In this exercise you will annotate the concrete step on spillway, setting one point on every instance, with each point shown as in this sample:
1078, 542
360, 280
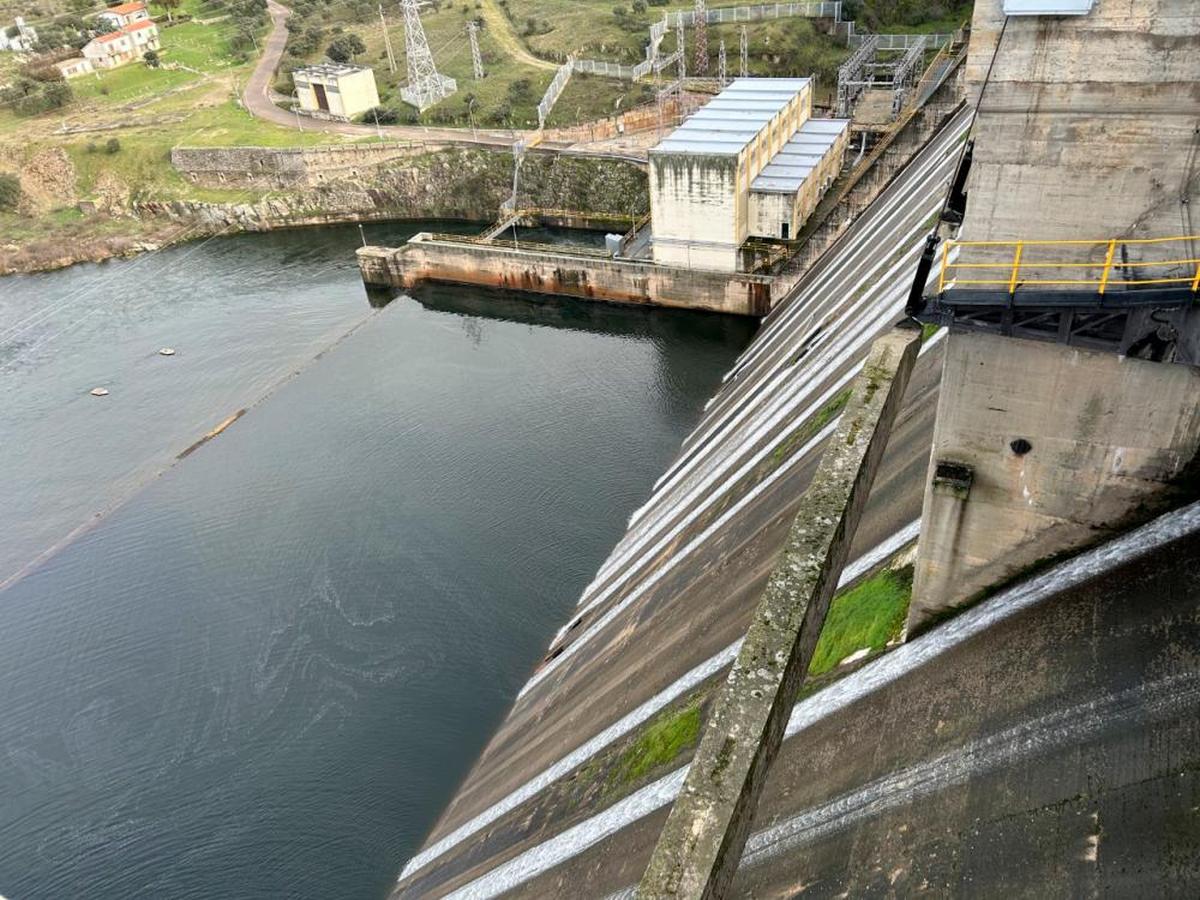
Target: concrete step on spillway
664, 611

====================

Give back the records above word for word, minus any image they hold.

In this exercise you will annotate the concrete step on spillway, setting one point on every instance, with each point shown as in this sample:
1078, 542
360, 280
Target: concrete step on spillway
664, 611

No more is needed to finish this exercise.